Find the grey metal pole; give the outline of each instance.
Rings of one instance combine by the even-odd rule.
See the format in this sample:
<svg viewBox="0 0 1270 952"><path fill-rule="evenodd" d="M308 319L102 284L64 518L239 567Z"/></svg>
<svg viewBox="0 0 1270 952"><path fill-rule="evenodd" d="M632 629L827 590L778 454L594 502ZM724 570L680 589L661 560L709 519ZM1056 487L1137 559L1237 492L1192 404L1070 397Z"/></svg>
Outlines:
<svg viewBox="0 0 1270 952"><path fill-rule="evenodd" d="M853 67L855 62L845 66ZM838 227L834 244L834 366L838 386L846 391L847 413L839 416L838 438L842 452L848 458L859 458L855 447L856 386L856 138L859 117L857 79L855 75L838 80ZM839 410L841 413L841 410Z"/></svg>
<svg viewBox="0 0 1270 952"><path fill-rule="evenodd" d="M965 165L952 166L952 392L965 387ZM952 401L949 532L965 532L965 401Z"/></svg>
----
◆ Work instructions ◆
Return each line of the data above verbatim, in its original order and with every character unchanged.

◆ Complete response ◆
Find the grey metal pole; give the outline of each instance.
Rings of one instance combine by the even-odd rule.
See the format in this sample:
<svg viewBox="0 0 1270 952"><path fill-rule="evenodd" d="M308 319L102 284L64 518L239 567Z"/></svg>
<svg viewBox="0 0 1270 952"><path fill-rule="evenodd" d="M632 629L827 590L778 454L594 502ZM724 570L680 589L661 560L709 519ZM1056 487L1137 559L1237 492L1192 404L1070 397Z"/></svg>
Outlines:
<svg viewBox="0 0 1270 952"><path fill-rule="evenodd" d="M853 67L855 62L845 66ZM838 227L834 244L834 366L838 386L846 391L847 413L839 416L838 438L842 452L848 458L859 458L855 447L856 386L856 138L859 117L857 79L855 75L838 80ZM839 410L841 413L841 410Z"/></svg>
<svg viewBox="0 0 1270 952"><path fill-rule="evenodd" d="M965 165L952 166L952 392L965 387ZM952 401L949 532L965 532L965 401Z"/></svg>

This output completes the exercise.